> **Exercise material**
------

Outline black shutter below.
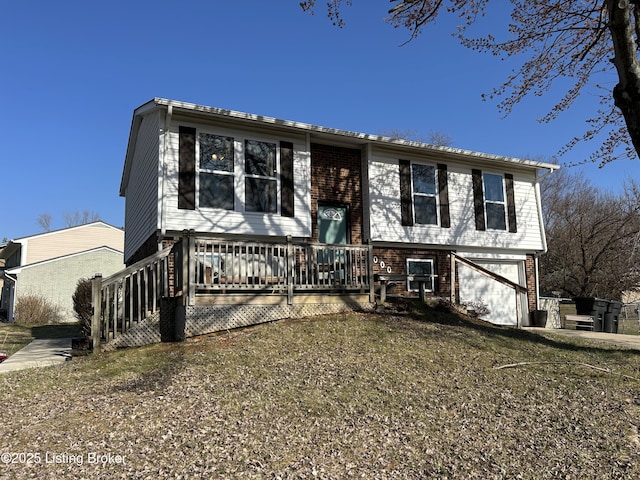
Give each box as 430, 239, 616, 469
178, 127, 196, 210
398, 160, 413, 227
471, 169, 487, 230
438, 163, 451, 228
280, 142, 295, 217
504, 173, 518, 233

------

> **Exercise prompt**
Transcribe every line of the entries above verbatim, omitting the pictures.

> **Reply to the task**
Outline black shutter below.
Give each box as 430, 239, 616, 469
178, 127, 196, 210
398, 160, 413, 227
471, 169, 487, 230
438, 163, 451, 228
280, 142, 295, 217
504, 173, 518, 233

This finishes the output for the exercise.